[INSTRUCTIONS TO FOLLOW]:
Carry on the passage about Sidus Space's share price and NASDAQ compliance, starting right after its final sentence.

Unlike many new space companies that went public through SPAC mergers during the pandemic, Sidus Space went public through a standard-issue IPO in January 2022. The IPO created 3 million new shares worth $5 a share on the NASDAQ, raising $15 million for the company. NASDAQ requires its stocks to have a minimum initial bid price of $5 per share, and to then remain a value at or above $1.00. Sidus Space is currently trading at 15 cents a share.

Sidus said it received a notification letter NASDAQ on Tuesday, stating that, “while Sidus has not regained compliance with the Minimum Bid Price Requirement, NASDAQ has determined that the Company is eligible for a Second Compliance Period.”

[MATERIAL SUPPLIED]:
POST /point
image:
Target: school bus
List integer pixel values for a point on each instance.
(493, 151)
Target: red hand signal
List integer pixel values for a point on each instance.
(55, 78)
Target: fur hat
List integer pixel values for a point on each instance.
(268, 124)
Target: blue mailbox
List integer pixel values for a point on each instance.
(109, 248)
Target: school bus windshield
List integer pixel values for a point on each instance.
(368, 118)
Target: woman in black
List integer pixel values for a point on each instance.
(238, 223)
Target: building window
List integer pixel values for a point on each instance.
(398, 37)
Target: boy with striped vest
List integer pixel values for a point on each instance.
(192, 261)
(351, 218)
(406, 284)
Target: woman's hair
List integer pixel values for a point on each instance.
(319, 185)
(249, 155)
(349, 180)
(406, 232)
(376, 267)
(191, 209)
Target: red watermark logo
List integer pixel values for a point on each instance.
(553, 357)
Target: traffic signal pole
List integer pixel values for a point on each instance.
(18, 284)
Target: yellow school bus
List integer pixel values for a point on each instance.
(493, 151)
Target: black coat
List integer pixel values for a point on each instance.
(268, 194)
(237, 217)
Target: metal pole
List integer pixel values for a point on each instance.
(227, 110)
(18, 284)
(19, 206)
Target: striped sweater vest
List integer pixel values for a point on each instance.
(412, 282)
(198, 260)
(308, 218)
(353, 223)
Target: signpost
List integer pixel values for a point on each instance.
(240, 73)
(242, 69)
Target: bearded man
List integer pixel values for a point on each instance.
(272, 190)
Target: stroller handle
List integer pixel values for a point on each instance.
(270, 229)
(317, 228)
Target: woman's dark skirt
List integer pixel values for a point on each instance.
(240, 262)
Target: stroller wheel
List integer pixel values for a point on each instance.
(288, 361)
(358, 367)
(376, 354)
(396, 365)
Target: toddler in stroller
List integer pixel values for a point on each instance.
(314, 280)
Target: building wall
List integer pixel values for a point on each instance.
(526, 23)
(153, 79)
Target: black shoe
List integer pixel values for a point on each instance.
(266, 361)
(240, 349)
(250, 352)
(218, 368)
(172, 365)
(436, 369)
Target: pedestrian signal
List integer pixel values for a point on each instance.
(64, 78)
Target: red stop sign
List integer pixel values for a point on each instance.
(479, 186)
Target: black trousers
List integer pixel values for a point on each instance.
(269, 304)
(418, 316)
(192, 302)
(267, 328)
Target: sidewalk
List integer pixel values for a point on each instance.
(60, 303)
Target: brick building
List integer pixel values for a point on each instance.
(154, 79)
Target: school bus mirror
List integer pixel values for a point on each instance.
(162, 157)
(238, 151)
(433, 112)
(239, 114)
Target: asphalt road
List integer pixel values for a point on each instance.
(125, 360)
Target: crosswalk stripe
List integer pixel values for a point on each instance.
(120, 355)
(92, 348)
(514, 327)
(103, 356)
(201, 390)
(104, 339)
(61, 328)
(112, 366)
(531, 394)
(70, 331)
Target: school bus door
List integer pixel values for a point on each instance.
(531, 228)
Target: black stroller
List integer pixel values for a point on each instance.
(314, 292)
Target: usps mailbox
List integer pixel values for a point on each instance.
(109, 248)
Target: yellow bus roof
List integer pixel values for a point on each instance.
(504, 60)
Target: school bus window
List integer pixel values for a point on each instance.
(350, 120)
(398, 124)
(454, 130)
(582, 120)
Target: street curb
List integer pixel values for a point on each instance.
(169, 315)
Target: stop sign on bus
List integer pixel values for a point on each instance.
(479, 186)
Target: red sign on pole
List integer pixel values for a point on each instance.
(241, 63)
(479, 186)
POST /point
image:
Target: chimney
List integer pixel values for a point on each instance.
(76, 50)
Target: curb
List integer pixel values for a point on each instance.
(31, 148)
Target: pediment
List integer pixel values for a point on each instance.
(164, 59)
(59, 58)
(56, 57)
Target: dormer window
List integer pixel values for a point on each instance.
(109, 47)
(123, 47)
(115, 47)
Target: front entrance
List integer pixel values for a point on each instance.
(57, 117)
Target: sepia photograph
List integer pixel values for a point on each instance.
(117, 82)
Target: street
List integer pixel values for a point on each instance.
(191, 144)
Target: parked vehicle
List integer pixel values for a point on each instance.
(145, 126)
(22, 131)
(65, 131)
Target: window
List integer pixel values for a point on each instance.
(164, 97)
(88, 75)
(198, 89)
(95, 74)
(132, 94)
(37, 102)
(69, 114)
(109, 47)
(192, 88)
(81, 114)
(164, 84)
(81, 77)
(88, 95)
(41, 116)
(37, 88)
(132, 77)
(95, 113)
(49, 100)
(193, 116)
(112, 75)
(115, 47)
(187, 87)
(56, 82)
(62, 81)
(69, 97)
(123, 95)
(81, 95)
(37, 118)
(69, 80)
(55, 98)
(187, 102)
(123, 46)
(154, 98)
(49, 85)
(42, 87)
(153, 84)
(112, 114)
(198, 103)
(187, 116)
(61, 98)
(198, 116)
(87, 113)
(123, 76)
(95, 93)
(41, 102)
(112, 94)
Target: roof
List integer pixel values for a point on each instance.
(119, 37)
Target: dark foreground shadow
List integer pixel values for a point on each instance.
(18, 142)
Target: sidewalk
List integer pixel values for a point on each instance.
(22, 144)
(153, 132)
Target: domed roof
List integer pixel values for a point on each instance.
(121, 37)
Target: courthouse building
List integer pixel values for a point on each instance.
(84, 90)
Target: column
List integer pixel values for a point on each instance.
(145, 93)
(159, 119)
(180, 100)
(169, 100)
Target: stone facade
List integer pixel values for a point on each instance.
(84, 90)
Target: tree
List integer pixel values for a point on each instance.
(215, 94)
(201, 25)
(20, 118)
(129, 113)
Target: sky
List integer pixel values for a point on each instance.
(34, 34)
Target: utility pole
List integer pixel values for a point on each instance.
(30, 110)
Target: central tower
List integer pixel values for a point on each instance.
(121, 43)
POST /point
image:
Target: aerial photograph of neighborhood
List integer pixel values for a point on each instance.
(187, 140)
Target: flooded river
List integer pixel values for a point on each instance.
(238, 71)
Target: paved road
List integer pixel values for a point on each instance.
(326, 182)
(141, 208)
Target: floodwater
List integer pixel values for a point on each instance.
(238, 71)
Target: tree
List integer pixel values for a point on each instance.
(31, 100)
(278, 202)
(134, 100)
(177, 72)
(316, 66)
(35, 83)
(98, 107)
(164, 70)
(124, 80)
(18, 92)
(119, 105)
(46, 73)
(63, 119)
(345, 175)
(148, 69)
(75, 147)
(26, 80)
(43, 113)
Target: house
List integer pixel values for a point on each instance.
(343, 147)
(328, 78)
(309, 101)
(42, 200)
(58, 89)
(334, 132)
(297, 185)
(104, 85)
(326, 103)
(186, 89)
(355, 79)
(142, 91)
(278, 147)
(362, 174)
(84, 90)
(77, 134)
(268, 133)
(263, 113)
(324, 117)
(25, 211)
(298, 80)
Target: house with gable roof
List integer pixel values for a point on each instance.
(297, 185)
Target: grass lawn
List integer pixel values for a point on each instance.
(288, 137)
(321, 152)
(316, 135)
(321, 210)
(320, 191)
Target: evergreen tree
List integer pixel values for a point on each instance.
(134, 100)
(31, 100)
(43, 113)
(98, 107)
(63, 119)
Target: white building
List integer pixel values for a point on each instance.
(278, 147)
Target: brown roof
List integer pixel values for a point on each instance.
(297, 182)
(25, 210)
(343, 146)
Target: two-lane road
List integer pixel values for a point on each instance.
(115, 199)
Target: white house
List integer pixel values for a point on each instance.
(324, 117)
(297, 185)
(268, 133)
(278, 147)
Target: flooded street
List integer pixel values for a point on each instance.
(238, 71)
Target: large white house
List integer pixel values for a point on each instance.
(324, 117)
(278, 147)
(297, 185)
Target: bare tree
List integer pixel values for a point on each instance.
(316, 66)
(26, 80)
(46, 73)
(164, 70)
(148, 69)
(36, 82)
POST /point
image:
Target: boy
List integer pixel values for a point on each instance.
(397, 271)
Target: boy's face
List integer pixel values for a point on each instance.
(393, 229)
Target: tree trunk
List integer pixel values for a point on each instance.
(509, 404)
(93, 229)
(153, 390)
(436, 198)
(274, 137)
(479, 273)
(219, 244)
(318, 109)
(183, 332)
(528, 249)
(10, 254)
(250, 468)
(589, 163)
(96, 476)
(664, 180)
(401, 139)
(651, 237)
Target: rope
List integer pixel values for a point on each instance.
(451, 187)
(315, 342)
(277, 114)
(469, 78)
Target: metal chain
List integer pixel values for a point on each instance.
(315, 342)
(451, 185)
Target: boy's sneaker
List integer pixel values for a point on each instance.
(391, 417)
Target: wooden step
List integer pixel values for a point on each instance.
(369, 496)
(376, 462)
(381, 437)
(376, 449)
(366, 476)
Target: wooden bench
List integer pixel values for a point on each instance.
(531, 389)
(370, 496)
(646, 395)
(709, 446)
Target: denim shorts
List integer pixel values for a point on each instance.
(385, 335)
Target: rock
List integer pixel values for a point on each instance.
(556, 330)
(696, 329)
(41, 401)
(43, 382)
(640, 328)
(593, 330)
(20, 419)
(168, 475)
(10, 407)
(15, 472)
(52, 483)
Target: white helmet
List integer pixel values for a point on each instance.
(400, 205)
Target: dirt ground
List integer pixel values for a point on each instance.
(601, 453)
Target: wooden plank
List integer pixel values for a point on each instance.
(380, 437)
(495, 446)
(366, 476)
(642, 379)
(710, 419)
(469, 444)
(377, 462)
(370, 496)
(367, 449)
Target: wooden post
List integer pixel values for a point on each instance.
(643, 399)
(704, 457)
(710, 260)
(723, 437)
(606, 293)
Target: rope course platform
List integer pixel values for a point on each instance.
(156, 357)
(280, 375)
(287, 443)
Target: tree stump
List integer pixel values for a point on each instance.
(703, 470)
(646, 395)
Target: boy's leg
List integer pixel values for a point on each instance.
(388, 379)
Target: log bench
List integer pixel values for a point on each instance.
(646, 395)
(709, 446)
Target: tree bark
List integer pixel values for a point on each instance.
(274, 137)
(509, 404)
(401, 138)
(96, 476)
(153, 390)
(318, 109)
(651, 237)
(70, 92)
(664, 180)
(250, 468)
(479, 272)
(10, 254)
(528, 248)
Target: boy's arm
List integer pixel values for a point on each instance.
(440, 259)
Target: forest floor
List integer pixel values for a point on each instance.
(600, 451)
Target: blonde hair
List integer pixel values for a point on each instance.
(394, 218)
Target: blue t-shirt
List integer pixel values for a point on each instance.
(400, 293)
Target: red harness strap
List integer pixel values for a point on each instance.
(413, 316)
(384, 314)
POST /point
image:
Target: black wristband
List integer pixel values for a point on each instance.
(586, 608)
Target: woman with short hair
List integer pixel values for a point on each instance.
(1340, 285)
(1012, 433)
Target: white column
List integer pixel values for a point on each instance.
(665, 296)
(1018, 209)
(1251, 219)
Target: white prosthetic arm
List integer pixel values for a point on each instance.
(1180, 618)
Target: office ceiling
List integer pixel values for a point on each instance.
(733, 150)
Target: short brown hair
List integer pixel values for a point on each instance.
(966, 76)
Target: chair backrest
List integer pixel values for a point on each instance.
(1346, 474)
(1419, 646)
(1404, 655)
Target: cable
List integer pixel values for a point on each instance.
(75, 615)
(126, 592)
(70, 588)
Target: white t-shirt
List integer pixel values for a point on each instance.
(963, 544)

[RESULT FOR THIS EXERCISE]:
If at any time during the Second Compliance Period, the closing bid price of Sidus’s Class A common stock is at least $1 per share for a minimum of 10 consecutive business days, NASDAQ will provide Sidus with written confirmation of compliance. If compliance with the Minimum Bid Price Requirement cannot be demonstrated by March 11, 2024, NASDAQ will provide written notification that the Company’s Class A common stock will be delisted. At that time, the Company may appeal NASDAQ’s determination to a Hearings Panel.

“The Company intends to actively monitor the closing bid price of its Class A common stock and may, if appropriate, consider implementing available options to regain compliance with the minimum bid price under the Nasdaq Listing Rules,” Sidus said in a company statement.